● Required work: Set each entry down verbatim, omitting images.
** START **
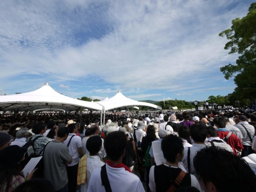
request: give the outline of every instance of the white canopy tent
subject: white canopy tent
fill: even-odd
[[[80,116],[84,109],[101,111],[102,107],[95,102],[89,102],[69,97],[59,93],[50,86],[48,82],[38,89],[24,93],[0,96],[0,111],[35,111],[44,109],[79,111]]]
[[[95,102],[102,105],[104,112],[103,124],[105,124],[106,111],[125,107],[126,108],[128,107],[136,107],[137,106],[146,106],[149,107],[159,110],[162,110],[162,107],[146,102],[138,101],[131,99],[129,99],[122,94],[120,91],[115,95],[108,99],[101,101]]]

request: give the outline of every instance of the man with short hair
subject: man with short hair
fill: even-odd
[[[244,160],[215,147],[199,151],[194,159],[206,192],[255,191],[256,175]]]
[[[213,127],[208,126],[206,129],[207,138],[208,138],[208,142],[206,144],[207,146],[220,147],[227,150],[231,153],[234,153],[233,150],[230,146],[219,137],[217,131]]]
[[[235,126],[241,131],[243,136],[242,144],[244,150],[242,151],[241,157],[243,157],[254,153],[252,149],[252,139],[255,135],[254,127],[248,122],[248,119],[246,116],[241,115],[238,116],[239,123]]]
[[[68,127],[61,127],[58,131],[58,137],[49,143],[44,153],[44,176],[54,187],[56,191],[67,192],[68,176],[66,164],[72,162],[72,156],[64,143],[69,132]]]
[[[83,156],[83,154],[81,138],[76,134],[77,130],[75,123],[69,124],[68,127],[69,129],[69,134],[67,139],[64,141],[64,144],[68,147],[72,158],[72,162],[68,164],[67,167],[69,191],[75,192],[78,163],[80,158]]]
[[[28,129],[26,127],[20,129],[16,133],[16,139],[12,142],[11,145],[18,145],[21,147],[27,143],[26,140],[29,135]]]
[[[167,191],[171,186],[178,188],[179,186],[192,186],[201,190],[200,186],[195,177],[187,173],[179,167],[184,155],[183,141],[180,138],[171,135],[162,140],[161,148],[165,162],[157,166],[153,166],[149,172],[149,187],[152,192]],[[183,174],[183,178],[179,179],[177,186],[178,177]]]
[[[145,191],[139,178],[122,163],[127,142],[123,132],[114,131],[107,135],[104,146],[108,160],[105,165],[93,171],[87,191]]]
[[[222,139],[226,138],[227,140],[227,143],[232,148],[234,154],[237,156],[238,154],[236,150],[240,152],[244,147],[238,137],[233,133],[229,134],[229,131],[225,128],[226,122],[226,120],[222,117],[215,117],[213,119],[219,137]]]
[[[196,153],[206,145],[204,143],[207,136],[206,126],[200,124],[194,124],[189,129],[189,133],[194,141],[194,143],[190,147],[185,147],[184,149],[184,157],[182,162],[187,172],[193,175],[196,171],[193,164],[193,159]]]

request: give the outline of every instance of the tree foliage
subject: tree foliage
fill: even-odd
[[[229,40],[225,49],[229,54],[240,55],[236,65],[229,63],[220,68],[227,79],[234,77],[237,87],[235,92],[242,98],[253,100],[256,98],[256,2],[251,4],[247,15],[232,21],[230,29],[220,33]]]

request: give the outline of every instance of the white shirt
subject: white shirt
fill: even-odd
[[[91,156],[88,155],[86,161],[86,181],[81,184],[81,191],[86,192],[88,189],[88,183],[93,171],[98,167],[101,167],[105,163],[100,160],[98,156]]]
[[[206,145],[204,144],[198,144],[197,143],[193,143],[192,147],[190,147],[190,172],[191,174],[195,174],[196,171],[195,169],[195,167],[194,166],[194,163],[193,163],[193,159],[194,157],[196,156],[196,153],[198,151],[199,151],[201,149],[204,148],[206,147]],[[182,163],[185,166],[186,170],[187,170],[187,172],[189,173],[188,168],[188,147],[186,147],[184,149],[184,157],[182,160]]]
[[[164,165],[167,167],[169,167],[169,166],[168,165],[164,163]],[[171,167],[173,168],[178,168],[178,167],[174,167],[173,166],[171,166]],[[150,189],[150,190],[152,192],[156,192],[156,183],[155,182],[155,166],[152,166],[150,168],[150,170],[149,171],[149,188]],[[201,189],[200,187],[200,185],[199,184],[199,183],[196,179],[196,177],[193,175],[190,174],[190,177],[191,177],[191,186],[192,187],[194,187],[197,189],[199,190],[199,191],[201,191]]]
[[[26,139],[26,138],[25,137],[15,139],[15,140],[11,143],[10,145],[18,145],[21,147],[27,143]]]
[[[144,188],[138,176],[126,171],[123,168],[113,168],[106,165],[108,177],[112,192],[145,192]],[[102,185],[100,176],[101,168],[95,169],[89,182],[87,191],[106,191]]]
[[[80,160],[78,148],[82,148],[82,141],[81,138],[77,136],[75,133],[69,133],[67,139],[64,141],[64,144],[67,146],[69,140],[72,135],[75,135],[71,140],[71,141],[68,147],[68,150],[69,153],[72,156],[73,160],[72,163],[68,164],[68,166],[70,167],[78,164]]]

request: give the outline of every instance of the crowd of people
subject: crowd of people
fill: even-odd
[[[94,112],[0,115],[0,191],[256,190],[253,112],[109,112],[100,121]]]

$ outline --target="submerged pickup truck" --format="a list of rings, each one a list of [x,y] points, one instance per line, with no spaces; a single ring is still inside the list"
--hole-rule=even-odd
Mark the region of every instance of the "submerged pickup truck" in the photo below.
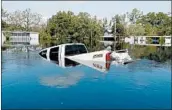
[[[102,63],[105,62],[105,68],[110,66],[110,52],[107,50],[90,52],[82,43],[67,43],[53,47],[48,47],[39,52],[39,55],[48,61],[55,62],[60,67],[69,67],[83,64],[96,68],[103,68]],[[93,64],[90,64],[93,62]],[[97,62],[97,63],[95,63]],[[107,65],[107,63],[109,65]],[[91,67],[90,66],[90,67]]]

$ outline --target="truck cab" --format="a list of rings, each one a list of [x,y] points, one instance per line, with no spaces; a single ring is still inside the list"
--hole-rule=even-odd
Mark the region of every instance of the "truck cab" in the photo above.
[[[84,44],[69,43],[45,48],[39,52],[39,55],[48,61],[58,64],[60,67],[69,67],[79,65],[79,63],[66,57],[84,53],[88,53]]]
** END **
● Answer to this exercise:
request: give the outline of every instance of the white canopy tent
subject: white canopy tent
fill: even-odd
[[[80,116],[84,109],[101,111],[102,107],[95,102],[89,102],[69,97],[59,93],[50,86],[48,82],[38,89],[24,93],[0,96],[0,111],[35,111],[44,109],[79,111]]]
[[[95,102],[102,105],[104,112],[103,124],[105,124],[106,111],[125,107],[126,108],[128,107],[136,107],[137,106],[146,106],[149,107],[159,110],[162,110],[162,107],[146,102],[138,101],[131,99],[129,99],[122,94],[120,91],[115,95],[108,99],[101,101]]]

request: give the outline of every instance of the man with short hair
subject: man with short hair
fill: even-odd
[[[244,160],[215,147],[199,151],[194,159],[206,192],[255,191],[256,175]]]
[[[213,127],[208,126],[206,129],[207,138],[208,138],[208,142],[206,144],[207,146],[220,147],[227,150],[231,153],[234,153],[233,150],[230,146],[219,137],[217,131]]]
[[[235,126],[241,131],[243,136],[242,144],[244,150],[242,151],[241,157],[243,157],[254,153],[252,149],[252,139],[255,135],[254,127],[248,122],[248,119],[246,116],[241,115],[238,116],[239,123]]]
[[[68,127],[61,127],[58,131],[58,137],[49,143],[44,153],[44,176],[54,187],[56,191],[67,192],[68,176],[66,164],[72,162],[72,156],[64,143],[69,132]]]
[[[83,156],[83,154],[81,138],[76,134],[77,130],[75,123],[69,124],[68,127],[69,129],[69,134],[67,139],[64,141],[64,144],[68,147],[72,158],[72,162],[68,164],[67,167],[69,191],[75,192],[78,163],[80,158]]]
[[[28,129],[26,127],[20,129],[16,133],[16,139],[12,142],[11,145],[18,145],[21,147],[27,143],[26,140],[29,135]]]
[[[167,191],[171,186],[178,188],[179,186],[192,186],[201,190],[200,186],[195,177],[187,173],[179,167],[184,155],[183,141],[180,138],[171,135],[162,140],[161,148],[165,162],[157,166],[153,166],[149,172],[149,187],[152,192]],[[183,174],[183,178],[179,179],[177,186],[178,177]]]
[[[145,191],[139,178],[122,163],[127,142],[123,132],[114,131],[107,135],[104,146],[108,160],[105,165],[93,171],[87,191]]]
[[[222,139],[226,138],[227,140],[227,143],[232,148],[234,154],[237,156],[238,154],[236,150],[240,152],[244,147],[238,137],[233,133],[229,134],[229,131],[225,128],[226,122],[226,120],[222,117],[215,117],[213,119],[219,137]]]
[[[196,153],[206,145],[204,143],[207,136],[206,126],[200,124],[194,124],[189,129],[189,133],[194,141],[194,143],[190,147],[185,147],[184,149],[184,157],[182,162],[187,172],[193,175],[196,171],[193,164],[193,159]]]

request: give the outline of every instance of the tree foliage
subject: tree foliage
fill: even-odd
[[[229,40],[225,49],[229,54],[240,55],[236,65],[229,63],[220,68],[227,79],[234,77],[237,87],[235,92],[242,98],[253,100],[256,98],[256,2],[251,4],[247,15],[232,21],[230,29],[220,33]]]

request: give the outline of every instance of the white shirt
subject: white shirt
fill: even-odd
[[[91,156],[88,155],[86,161],[86,181],[81,184],[81,191],[86,192],[88,189],[88,183],[93,171],[98,167],[101,167],[105,163],[100,160],[98,156]]]
[[[206,145],[204,144],[198,144],[197,143],[193,143],[192,147],[190,147],[190,172],[191,174],[195,174],[196,171],[195,169],[195,167],[194,166],[194,163],[193,163],[193,159],[194,157],[196,156],[196,153],[198,151],[199,151],[201,149],[204,148],[206,147]],[[182,163],[185,166],[186,170],[187,170],[187,172],[189,173],[188,168],[188,147],[186,147],[184,149],[184,157],[182,160]]]
[[[164,165],[167,167],[169,167],[169,166],[168,165],[164,163]],[[171,167],[173,168],[178,168],[178,167],[174,167],[173,166],[171,166]],[[150,189],[150,190],[152,192],[156,192],[156,183],[155,182],[155,166],[152,166],[150,168],[150,170],[149,171],[149,188]],[[201,189],[200,187],[200,185],[199,184],[199,183],[196,179],[196,177],[193,175],[190,174],[190,177],[191,177],[191,186],[192,187],[194,187],[197,189],[199,190],[199,191],[201,191]]]
[[[26,139],[26,138],[25,137],[15,139],[15,140],[11,143],[10,145],[18,145],[21,147],[27,143]]]
[[[144,188],[138,176],[126,171],[123,168],[113,168],[106,165],[108,177],[112,192],[145,192]],[[102,185],[100,176],[101,168],[95,169],[89,182],[87,191],[106,191]]]
[[[80,160],[78,148],[82,148],[82,141],[81,138],[77,136],[75,133],[69,133],[67,139],[64,141],[64,144],[67,146],[69,140],[72,135],[75,135],[71,140],[71,141],[68,147],[68,150],[69,153],[72,156],[73,160],[72,163],[68,164],[68,166],[70,167],[78,164]]]

request: give the outline of every instance of the crowd of people
subject: crowd of people
fill: even-odd
[[[94,112],[0,115],[0,191],[256,190],[253,112],[109,112],[100,121]]]

$ outline --target="submerged pickup truck" --format="a list of rings, each one a list of [x,y] points, one instance per line, with no spaces; a single ring is still inside the list"
--hole-rule=even-odd
Mark the region of every instance of the "submerged pickup truck" in the photo below.
[[[102,63],[105,62],[105,68],[110,66],[110,52],[107,50],[90,52],[82,43],[67,43],[53,47],[48,47],[39,52],[39,55],[48,61],[55,62],[60,67],[69,67],[83,64],[96,68],[103,68]],[[93,64],[90,64],[93,62]],[[97,62],[97,63],[95,63]],[[107,65],[107,63],[109,65]],[[91,67],[90,66],[90,67]]]

$ outline --target="truck cab" --format="a list of rings, each one a list of [x,y] points, one instance per line, with no spaces; a single ring is still inside the list"
--hole-rule=even-odd
Mark the region of every instance of the "truck cab" in the photo above.
[[[84,44],[69,43],[45,48],[39,52],[39,55],[48,61],[58,64],[60,67],[69,67],[79,65],[79,63],[66,57],[84,53],[88,53]]]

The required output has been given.